[Records of labeled boxes]
· · ·

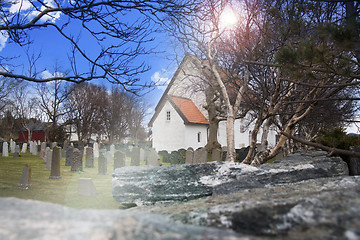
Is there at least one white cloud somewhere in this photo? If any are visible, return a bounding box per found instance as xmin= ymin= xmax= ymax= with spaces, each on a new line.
xmin=9 ymin=0 xmax=61 ymax=22
xmin=0 ymin=31 xmax=9 ymax=51
xmin=41 ymin=70 xmax=66 ymax=79
xmin=9 ymin=0 xmax=32 ymax=13
xmin=151 ymin=69 xmax=170 ymax=90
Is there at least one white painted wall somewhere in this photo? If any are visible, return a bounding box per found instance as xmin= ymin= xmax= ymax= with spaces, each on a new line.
xmin=168 ymin=58 xmax=208 ymax=118
xmin=152 ymin=101 xmax=185 ymax=151
xmin=218 ymin=119 xmax=276 ymax=148
xmin=183 ymin=124 xmax=208 ymax=149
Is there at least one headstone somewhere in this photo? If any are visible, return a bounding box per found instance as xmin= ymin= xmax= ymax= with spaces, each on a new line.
xmin=221 ymin=146 xmax=227 ymax=161
xmin=2 ymin=142 xmax=9 ymax=157
xmin=14 ymin=145 xmax=20 ymax=158
xmin=51 ymin=142 xmax=57 ymax=149
xmin=348 ymin=146 xmax=360 ymax=176
xmin=159 ymin=151 xmax=170 ymax=163
xmin=49 ymin=146 xmax=61 ymax=179
xmin=45 ymin=147 xmax=52 ymax=170
xmin=85 ymin=147 xmax=94 ymax=168
xmin=193 ymin=148 xmax=207 ymax=163
xmin=98 ymin=149 xmax=107 ymax=175
xmin=185 ymin=147 xmax=194 ymax=164
xmin=41 ymin=142 xmax=46 ymax=150
xmin=40 ymin=149 xmax=45 ymax=160
xmin=31 ymin=142 xmax=38 ymax=156
xmin=18 ymin=164 xmax=31 ymax=190
xmin=130 ymin=147 xmax=140 ymax=166
xmin=211 ymin=148 xmax=222 ymax=162
xmin=71 ymin=148 xmax=83 ymax=172
xmin=140 ymin=148 xmax=145 ymax=162
xmin=93 ymin=142 xmax=99 ymax=158
xmin=21 ymin=143 xmax=27 ymax=153
xmin=43 ymin=147 xmax=51 ymax=163
xmin=78 ymin=178 xmax=97 ymax=196
xmin=65 ymin=145 xmax=74 ymax=166
xmin=10 ymin=139 xmax=15 ymax=153
xmin=170 ymin=151 xmax=185 ymax=164
xmin=110 ymin=144 xmax=115 ymax=160
xmin=146 ymin=149 xmax=160 ymax=166
xmin=105 ymin=151 xmax=113 ymax=164
xmin=114 ymin=151 xmax=125 ymax=169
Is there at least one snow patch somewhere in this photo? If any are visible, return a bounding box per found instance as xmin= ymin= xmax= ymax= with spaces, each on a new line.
xmin=200 ymin=162 xmax=259 ymax=187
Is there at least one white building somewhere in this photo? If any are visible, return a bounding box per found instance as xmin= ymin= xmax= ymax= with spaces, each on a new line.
xmin=149 ymin=55 xmax=276 ymax=151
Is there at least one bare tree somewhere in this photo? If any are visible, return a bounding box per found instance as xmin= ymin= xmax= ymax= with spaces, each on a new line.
xmin=0 ymin=0 xmax=197 ymax=92
xmin=167 ymin=0 xmax=266 ymax=161
xmin=10 ymin=83 xmax=41 ymax=142
xmin=66 ymin=83 xmax=107 ymax=142
xmin=36 ymin=66 xmax=70 ymax=142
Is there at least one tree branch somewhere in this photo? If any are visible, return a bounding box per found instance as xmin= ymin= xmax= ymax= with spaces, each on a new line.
xmin=280 ymin=131 xmax=360 ymax=158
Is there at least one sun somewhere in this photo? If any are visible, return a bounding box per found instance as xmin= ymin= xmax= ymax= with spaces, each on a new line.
xmin=220 ymin=7 xmax=238 ymax=28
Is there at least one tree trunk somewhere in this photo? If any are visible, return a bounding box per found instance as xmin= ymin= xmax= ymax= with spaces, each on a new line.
xmin=226 ymin=111 xmax=236 ymax=162
xmin=205 ymin=89 xmax=221 ymax=153
xmin=205 ymin=120 xmax=221 ymax=153
xmin=242 ymin=118 xmax=261 ymax=164
xmin=260 ymin=118 xmax=271 ymax=151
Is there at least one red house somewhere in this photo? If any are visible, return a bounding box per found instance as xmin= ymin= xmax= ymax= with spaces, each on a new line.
xmin=18 ymin=123 xmax=47 ymax=143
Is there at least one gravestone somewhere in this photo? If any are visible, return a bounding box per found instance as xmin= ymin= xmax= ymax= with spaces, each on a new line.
xmin=211 ymin=148 xmax=222 ymax=162
xmin=49 ymin=146 xmax=61 ymax=179
xmin=159 ymin=151 xmax=171 ymax=163
xmin=170 ymin=151 xmax=185 ymax=164
xmin=10 ymin=139 xmax=15 ymax=153
xmin=78 ymin=178 xmax=97 ymax=196
xmin=45 ymin=148 xmax=52 ymax=170
xmin=43 ymin=147 xmax=51 ymax=163
xmin=146 ymin=149 xmax=160 ymax=166
xmin=65 ymin=145 xmax=74 ymax=166
xmin=29 ymin=141 xmax=34 ymax=154
xmin=139 ymin=148 xmax=145 ymax=162
xmin=18 ymin=164 xmax=31 ymax=190
xmin=236 ymin=147 xmax=250 ymax=162
xmin=185 ymin=147 xmax=194 ymax=164
xmin=93 ymin=142 xmax=99 ymax=158
xmin=71 ymin=148 xmax=83 ymax=172
xmin=51 ymin=142 xmax=57 ymax=149
xmin=14 ymin=145 xmax=20 ymax=158
xmin=2 ymin=142 xmax=9 ymax=157
xmin=114 ymin=151 xmax=125 ymax=169
xmin=221 ymin=146 xmax=227 ymax=161
xmin=130 ymin=147 xmax=140 ymax=166
xmin=40 ymin=149 xmax=45 ymax=160
xmin=110 ymin=144 xmax=115 ymax=160
xmin=85 ymin=147 xmax=94 ymax=168
xmin=98 ymin=149 xmax=107 ymax=175
xmin=105 ymin=151 xmax=113 ymax=164
xmin=21 ymin=143 xmax=27 ymax=153
xmin=31 ymin=142 xmax=38 ymax=156
xmin=348 ymin=146 xmax=360 ymax=176
xmin=193 ymin=148 xmax=207 ymax=163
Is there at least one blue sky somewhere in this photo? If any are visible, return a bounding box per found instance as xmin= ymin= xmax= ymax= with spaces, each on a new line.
xmin=0 ymin=0 xmax=177 ymax=124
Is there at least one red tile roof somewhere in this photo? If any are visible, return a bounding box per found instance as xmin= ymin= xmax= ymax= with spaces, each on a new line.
xmin=170 ymin=96 xmax=209 ymax=124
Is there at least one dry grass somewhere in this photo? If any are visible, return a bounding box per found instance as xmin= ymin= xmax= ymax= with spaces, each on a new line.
xmin=0 ymin=153 xmax=119 ymax=209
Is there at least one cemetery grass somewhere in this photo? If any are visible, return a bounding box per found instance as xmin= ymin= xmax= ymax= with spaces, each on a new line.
xmin=0 ymin=153 xmax=120 ymax=209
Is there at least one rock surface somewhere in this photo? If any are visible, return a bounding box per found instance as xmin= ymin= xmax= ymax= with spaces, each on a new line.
xmin=0 ymin=198 xmax=243 ymax=240
xmin=112 ymin=165 xmax=212 ymax=204
xmin=125 ymin=152 xmax=360 ymax=239
xmin=0 ymin=152 xmax=360 ymax=240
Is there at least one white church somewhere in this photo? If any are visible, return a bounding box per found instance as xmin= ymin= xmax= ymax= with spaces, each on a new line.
xmin=149 ymin=55 xmax=276 ymax=152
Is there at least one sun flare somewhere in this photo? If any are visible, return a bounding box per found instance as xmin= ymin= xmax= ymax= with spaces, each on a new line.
xmin=220 ymin=7 xmax=238 ymax=28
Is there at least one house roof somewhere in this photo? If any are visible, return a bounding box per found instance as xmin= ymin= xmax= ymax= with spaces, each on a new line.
xmin=169 ymin=96 xmax=209 ymax=124
xmin=148 ymin=54 xmax=201 ymax=127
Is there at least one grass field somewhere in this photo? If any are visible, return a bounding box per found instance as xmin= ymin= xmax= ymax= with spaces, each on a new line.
xmin=0 ymin=153 xmax=120 ymax=209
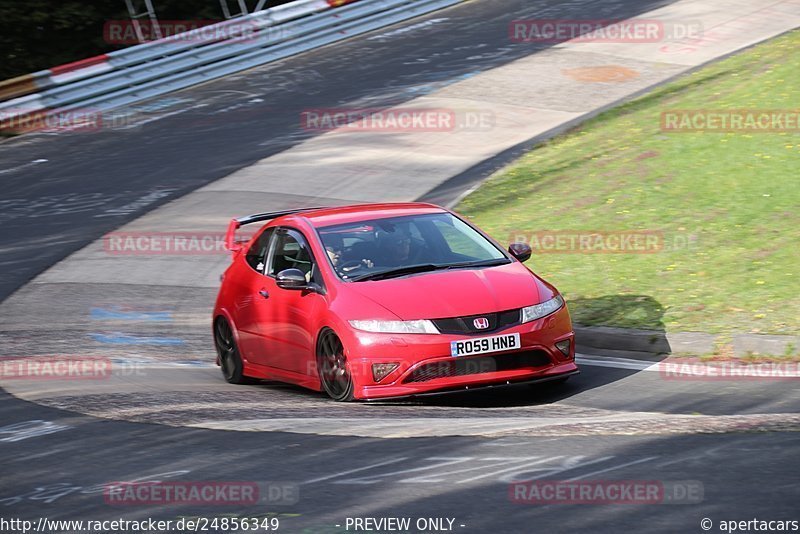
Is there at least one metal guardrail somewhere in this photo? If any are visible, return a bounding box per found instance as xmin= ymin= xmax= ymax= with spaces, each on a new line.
xmin=0 ymin=0 xmax=463 ymax=129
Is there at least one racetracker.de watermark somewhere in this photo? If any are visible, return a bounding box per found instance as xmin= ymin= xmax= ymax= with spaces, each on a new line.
xmin=0 ymin=108 xmax=112 ymax=134
xmin=103 ymin=20 xmax=286 ymax=45
xmin=0 ymin=355 xmax=146 ymax=380
xmin=300 ymin=108 xmax=495 ymax=132
xmin=0 ymin=355 xmax=113 ymax=380
xmin=661 ymin=109 xmax=800 ymax=133
xmin=508 ymin=480 xmax=704 ymax=504
xmin=508 ymin=19 xmax=703 ymax=43
xmin=103 ymin=480 xmax=300 ymax=506
xmin=103 ymin=232 xmax=252 ymax=256
xmin=509 ymin=230 xmax=698 ymax=254
xmin=657 ymin=358 xmax=800 ymax=382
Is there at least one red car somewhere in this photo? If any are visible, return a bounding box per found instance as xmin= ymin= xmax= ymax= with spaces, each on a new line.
xmin=213 ymin=203 xmax=578 ymax=401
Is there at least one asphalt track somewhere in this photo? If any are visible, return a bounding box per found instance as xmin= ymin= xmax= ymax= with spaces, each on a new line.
xmin=0 ymin=1 xmax=800 ymax=532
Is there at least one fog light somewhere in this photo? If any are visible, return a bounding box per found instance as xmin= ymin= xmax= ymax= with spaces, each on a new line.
xmin=372 ymin=363 xmax=398 ymax=382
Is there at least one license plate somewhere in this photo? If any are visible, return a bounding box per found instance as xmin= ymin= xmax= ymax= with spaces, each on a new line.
xmin=450 ymin=334 xmax=520 ymax=356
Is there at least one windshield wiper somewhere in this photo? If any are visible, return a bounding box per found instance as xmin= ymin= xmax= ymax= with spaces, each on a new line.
xmin=447 ymin=258 xmax=511 ymax=269
xmin=350 ymin=258 xmax=511 ymax=282
xmin=350 ymin=263 xmax=449 ymax=282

· · ·

**Stated goal**. Reproduce the entries from the line that contains "Is there at least one bare" through the line that contains "xmin=280 ymin=131 xmax=360 ymax=158", both ends included, keeping the request lines as they are. In each answer line, multiply every bounding-box coordinate by 1.75 and round to a whole number, with halves rounding up.

**Task response**.
Is there at least one bare tree somewhere in this photo? If any are visible, return a bounding box per found instance as xmin= ymin= xmax= ymax= with spaces, each on a new line.
xmin=0 ymin=0 xmax=345 ymax=161
xmin=292 ymin=0 xmax=466 ymax=282
xmin=18 ymin=145 xmax=72 ymax=249
xmin=116 ymin=145 xmax=187 ymax=249
xmin=63 ymin=116 xmax=123 ymax=249
Is there at least one tree branch somewhere in this photo? If any are visible, return a bounding box per found instance as xmin= ymin= xmax= ymax= with spaces, each on a new line.
xmin=490 ymin=229 xmax=630 ymax=277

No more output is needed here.